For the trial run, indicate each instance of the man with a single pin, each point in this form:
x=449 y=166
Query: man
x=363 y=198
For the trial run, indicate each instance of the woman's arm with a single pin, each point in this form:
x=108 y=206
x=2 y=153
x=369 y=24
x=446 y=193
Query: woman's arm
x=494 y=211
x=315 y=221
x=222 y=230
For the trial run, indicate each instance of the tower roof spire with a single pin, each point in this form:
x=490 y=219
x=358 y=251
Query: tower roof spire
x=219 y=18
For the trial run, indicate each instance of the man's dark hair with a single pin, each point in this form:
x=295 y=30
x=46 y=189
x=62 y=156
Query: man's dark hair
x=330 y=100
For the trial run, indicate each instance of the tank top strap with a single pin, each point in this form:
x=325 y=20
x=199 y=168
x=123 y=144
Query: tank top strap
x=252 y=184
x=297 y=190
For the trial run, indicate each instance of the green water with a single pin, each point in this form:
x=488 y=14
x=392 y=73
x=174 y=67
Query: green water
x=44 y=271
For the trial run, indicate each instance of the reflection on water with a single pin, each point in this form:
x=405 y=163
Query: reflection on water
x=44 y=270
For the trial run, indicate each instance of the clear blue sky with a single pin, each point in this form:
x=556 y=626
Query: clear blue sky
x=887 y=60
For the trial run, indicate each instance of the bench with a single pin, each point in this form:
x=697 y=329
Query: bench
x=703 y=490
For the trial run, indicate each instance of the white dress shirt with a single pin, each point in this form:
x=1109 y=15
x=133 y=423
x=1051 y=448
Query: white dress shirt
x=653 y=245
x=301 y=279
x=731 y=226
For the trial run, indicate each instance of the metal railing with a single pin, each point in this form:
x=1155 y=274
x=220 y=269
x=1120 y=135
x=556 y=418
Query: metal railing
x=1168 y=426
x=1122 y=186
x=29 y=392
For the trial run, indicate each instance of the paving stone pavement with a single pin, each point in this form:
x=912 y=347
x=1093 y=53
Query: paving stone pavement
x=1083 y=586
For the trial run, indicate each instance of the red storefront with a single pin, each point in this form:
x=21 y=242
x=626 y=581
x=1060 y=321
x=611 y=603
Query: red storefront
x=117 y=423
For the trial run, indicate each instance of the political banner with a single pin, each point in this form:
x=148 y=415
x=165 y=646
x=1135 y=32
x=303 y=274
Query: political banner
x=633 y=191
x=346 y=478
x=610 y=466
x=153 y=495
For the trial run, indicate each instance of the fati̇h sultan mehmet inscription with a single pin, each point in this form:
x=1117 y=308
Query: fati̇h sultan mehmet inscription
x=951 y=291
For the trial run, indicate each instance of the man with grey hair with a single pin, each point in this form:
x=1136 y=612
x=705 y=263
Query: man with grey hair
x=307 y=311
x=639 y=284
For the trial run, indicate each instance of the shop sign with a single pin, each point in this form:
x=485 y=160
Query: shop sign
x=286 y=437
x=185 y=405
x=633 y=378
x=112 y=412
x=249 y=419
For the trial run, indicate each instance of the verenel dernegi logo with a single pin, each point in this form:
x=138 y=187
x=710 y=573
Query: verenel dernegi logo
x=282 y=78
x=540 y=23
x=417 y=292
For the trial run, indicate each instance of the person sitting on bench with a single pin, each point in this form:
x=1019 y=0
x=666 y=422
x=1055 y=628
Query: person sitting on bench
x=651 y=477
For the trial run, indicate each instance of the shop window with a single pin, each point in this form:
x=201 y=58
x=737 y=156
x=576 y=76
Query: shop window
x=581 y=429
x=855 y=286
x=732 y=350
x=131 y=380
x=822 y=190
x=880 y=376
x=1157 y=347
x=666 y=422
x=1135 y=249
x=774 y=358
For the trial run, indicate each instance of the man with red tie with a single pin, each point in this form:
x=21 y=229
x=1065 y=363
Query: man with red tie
● ● ● ● ● ● ●
[Exercise]
Each record above has to be retyped exactly, with nothing left out.

[Solution]
For the trial run, indicate each instance of the man with a single pin, each point in this form:
x=449 y=166
Query: man
x=363 y=198
For the trial run, indicate each instance of the woman's arm with a single pin, each point in this form:
x=108 y=206
x=2 y=153
x=369 y=24
x=446 y=193
Query: woman's arm
x=494 y=211
x=315 y=221
x=222 y=230
For the trial run, indicate each instance of the tower roof spire with a single pin, each point in this form:
x=490 y=219
x=358 y=251
Query: tower roof spire
x=219 y=18
For the trial run, indicate each instance of the man's dark hair with a single pin, each point in this form:
x=295 y=30
x=46 y=189
x=62 y=156
Query: man's dark hair
x=330 y=100
For the trial run, indicate each instance of the tank top strap with a single pin, each point in this form:
x=325 y=20
x=199 y=168
x=123 y=144
Query: tank top strap
x=252 y=184
x=297 y=190
For the trial run, indicate each instance of the green water with a single pin, each point in this form:
x=488 y=14
x=392 y=73
x=174 y=67
Query: green water
x=44 y=271
For the trial run, indicate each instance of the reflection on water with a single pin, each point in this form:
x=405 y=163
Query: reflection on water
x=44 y=270
For the trial run, indicate each instance of the clear blue sky with a single pin, each point in this form:
x=556 y=626
Query: clear blue sky
x=887 y=60
For the trial run, indicate each instance of the bench with a single pin, each point in this form:
x=697 y=329
Query: bench
x=703 y=490
For the trial run, indicate each instance of the white dress shirt with a single pin, each point in this form:
x=1109 y=15
x=133 y=423
x=1051 y=448
Query: white dress shirt
x=653 y=245
x=301 y=279
x=731 y=226
For the trial run, indicate each instance of the metal railing with a single pin, each point in this form:
x=1155 y=274
x=220 y=269
x=1120 y=135
x=556 y=418
Query: metal railing
x=1168 y=426
x=1122 y=186
x=29 y=392
For the trial run, indicate each instance of the paving stone pavement with a single pin, each point in this form:
x=912 y=347
x=1093 y=53
Query: paving stone pavement
x=1083 y=586
For the trial run, indicate each instance of the red storefront with a single pin, each point in this form:
x=21 y=242
x=626 y=581
x=1060 y=321
x=611 y=603
Query: red storefront
x=117 y=423
For the trial run, indicate each instance of the political banner with a single pin, each point in this form:
x=148 y=415
x=165 y=646
x=1135 y=32
x=303 y=274
Query: political banner
x=633 y=191
x=346 y=478
x=610 y=466
x=153 y=495
For the trial run, indicate each instance of the fati̇h sultan mehmet inscription with a single pin, each point in this form:
x=1117 y=308
Query: fati̇h sultan mehmet inscription
x=951 y=291
For the trial run, indicate each instance of the man with grey hair with a single pin, each point in this form:
x=1136 y=612
x=705 y=263
Query: man with grey hair
x=307 y=311
x=639 y=284
For the trial run, indicate each instance of the shop sign with a single pin, each point in this form:
x=485 y=160
Query: shop sign
x=286 y=437
x=185 y=405
x=633 y=378
x=112 y=412
x=249 y=419
For the trial run, indicate each instance of the verenel dernegi logo with a single pin, each point in this form:
x=138 y=187
x=710 y=573
Query: verenel dernegi logo
x=282 y=78
x=540 y=23
x=417 y=292
For the trial run, indicate each instance of the person sitting on bench with a single pin, each point in this form:
x=1019 y=0
x=666 y=422
x=1055 y=628
Query: person sitting on bench
x=651 y=477
For the trial run, indicate each instance of the shop window with a single pin, each point in this form:
x=201 y=58
x=737 y=156
x=576 y=76
Query: shop window
x=581 y=429
x=855 y=286
x=732 y=350
x=131 y=380
x=822 y=190
x=880 y=376
x=1157 y=347
x=666 y=422
x=1135 y=249
x=774 y=358
For the trial run, indicate each instance of the man with red tie with a single pin, each point in this form:
x=21 y=229
x=1065 y=363
Query: man with red tie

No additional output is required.